- **What this exercise asks**
• a. In the haunter forum thread, why does Hairazor refuse to let the neck brace be thrown away? Explain in one to three sentences.
• b. Reproduce the haunter forum thread between "There are tombstones" and "(Jan 31, 2013)", inclusive.
• c. In the haunter forum thread, what does rottincorps add to the Stalkaround Grim Reaper for Easter?

- **Document text**
========

You go to funerals looking for props


----------



## Jacksonville Haunter (Apr 21, 2011)

you learn painting, welding, wood working, audio editing, video editing, sculpting, programming, pneumatics, curbing, mechanics, electronics, costuming, symbology, photography, plumbing, sewing, power tools, hand tools, sound design, and how not to get burnt by all the damn hot glue.


----------



## Goblin (Jun 3, 2009)

You buy dead bodies for props


----------



## Hairazor (Mar 13, 2012)

You won't let hubby throw away neck brace when healed because it will make a great prop. Likewise no problem about how to use up all that extra unused guaze.


----------



## Sawtooth Jack (Apr 9, 2011)

You've got props stored in at least three to five locations in your home and garage, and when you come across them during the course of your day, you talk to them in anticipation of the big night!


----------



## RoxyBlue (Oct 6, 2008)

...the ratio of skeletons to people in your house is at least 5 to 1


----------



## rottincorps (Jun 1, 2008)

you store your Stalkaround Grim reaper in the living room, year round and just add a Santa hat for Christmas, a set of rabbit ears for Easter, pilgrims hat for Thanksgiving.


----------



## the bloody chef (Dec 14, 2012)

There are tombstones on your dining room table, you spend more on rigid, PL, paint and glue than on clothes & you discuss Hallowe'en while you are out to dinner on Valentine's Day.... and I am sooooooooooooo jealous of that asteroids game !!!!!!!!!!!!!! :eekien::xbones::eekien:


----------



## awokennightmare (Jan 31, 2013)

========

- **Data excerpt**

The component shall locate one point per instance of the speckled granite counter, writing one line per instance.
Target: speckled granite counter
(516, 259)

========

- **The responses**
• a. The neck brace would make a great prop. So once the husband has healed, Hairazor won't let him throw it away.

• b.
There are tombstones on your dining room table, you spend more on rigid, PL, paint and glue than on clothes & you discuss Hallowe'en while you are out to dinner on Valentine's Day.... and I am sooooooooooooo jealous of that asteroids game !!!!!!!!!!!!!! :eekien::xbones::eekien:


----------



## awokennightmare (Jan 31, 2013)

• c. A set of rabbit ears.